* **SOURCE EXTRACT**
---

Written By Unknown on 8 Jun 2013 | 11:26

Long before they understood why the strategy worked, farmers knew how to crossbreed plants to obtain more desirable traits. Even today, a farmer who knows nothing about genetics can tell you that when a blue type of corn crosses with a yellow one, the offspring are blue. However, the farmer might add, if you cross a corn plant with small ears with a large-eared one, the offspring will have ears that are intermediate in size. Without any knowledge of genetics, the farmer has just told you a great deal about how the genes for blue color and for ear size work.
IT SKIPS A GENERATIONGregor Mendel, an Austrian monk often described as the “father of genetics,” worked with pea plants in the 1860s to understand how traits are passed from one generation to the next. Mendel made his discoveries by making crosses between true-breeding pea plant populations with different characteristics and keeping careful track of the characteristics of their offspring. Sometimes, when he transferred pollen from one tall plant to another tall plant (like in the cross shown in the F1 generation of Figure 1.1), some of the offspring were tall but some also were short. Where was this shortness coming from, if not from the parental populations?
“It skips a generation”—the shortness was coming from the grand-parental populations. Shortness, the recessive trait, was masked by the tall dominant traitin the “hybrid” or F1 generation. In essence, the shortness was hidden because of sexual recombination. Each offspring receives one copy of a gene from its mother and one from its father.

---

* **DATA SHOWN**
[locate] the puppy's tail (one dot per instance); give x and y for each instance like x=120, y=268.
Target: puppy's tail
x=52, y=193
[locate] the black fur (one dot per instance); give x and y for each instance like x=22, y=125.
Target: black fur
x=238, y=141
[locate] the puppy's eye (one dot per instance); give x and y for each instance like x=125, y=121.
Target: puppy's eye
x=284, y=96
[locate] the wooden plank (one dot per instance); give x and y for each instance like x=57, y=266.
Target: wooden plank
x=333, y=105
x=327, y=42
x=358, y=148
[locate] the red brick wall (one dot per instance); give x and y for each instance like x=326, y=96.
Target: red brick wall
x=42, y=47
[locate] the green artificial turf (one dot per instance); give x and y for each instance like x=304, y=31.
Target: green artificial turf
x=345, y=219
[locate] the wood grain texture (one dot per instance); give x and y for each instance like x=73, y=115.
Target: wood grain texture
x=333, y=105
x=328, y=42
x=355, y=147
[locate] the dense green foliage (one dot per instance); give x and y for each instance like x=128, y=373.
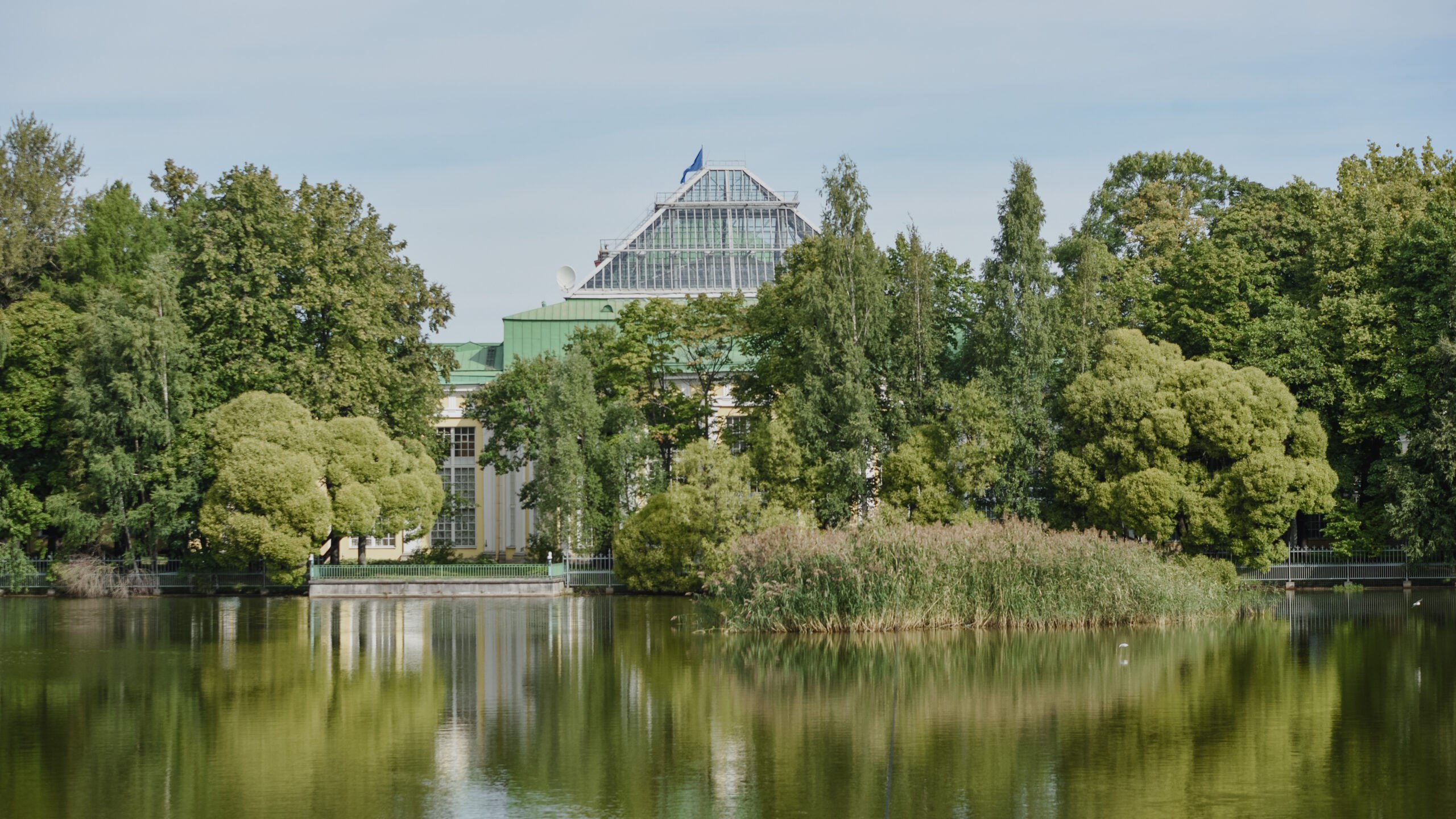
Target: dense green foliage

---

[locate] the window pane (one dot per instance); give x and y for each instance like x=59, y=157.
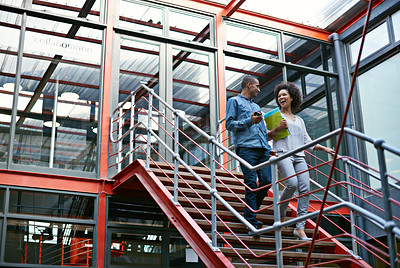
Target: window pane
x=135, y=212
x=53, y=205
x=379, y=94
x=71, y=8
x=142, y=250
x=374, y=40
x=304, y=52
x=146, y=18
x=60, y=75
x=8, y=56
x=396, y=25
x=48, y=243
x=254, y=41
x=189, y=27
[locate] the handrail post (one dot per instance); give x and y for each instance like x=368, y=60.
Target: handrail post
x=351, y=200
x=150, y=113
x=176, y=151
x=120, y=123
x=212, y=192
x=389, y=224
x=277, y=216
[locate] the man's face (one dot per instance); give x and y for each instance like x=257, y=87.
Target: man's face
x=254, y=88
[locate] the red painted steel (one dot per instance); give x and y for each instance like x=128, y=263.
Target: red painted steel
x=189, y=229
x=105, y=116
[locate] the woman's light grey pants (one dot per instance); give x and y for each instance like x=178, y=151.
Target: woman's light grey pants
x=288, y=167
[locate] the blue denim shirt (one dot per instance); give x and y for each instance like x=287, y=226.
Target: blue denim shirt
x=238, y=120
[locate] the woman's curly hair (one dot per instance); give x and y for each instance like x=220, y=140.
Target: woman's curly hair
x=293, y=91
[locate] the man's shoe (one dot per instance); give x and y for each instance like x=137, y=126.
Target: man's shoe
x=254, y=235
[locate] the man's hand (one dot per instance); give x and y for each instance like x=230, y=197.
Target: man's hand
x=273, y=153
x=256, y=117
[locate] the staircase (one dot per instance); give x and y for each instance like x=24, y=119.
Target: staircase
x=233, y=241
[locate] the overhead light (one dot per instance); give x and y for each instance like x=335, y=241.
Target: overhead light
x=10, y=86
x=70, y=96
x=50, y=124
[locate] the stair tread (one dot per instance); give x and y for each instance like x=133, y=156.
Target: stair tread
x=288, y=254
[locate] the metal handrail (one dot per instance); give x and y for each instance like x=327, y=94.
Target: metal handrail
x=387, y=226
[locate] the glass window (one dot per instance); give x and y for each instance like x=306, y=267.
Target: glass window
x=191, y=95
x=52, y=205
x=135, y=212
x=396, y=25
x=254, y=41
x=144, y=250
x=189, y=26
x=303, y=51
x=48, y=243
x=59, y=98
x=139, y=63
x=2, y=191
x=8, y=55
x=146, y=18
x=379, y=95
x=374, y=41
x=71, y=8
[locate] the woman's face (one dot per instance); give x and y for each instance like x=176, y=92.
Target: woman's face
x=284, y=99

---

* **EXERCISE 1**
In the passage on plant crossbreeding, list each pair of contrasting traits that it describes.
* **EXERCISE 2**
Answer these questions from the passage on plant crossbreeding:
(a) What color are the offspring when blue corn crosses with yellow corn?
(b) In what decade did Mendel work with pea plants?
(c) How many copies of a gene does each offspring receive from its mother?
* **EXERCISE 3**
Continue the passage on Mendel and pea plant crossbreeding from where it stops.

* **RESPONSE 1**
- Blue versus yellow corn
- Small-eared versus large-eared corn plants
- Tall versus short pea plants

* **RESPONSE 2**
(a) Blue
(b) The 1860s
(c) One

* **RESPONSE 3**
In this way, gene combinations are shuffled with every generation and new types may appear. Many of the early discoveries in genetics occurred in plants. Plants have a few special characteristics that make them ideal for studying genetics. From one known cross, many genetically similar “siblings” are produced. Pea pods, like the ones Mendel worked with, produce about five peas, and a cucumber has hundreds of seeds. Furthermore, some plants (but not all) have the remarkable capability of being able to fertilize their own flowers. This means that the same plant can be both the male and female parent of a seed. Therefore, scientists can easily and naturally create whole populations of genetically identical individuals.
The cross in Figure 1.1 resulted from two true-breeding individuals. The F1 generation would have contained 5–10 seeds that were genetically identical to one another for the alleles that determine height (all had the Tt alleles). To make the F2 generation, Mendel had two options: He could self-pollinate the plants, or he could cross two different individuals of the F1 generation. Regardless of which method he used, in the F2 generation, the individuals would not all be genetically identical!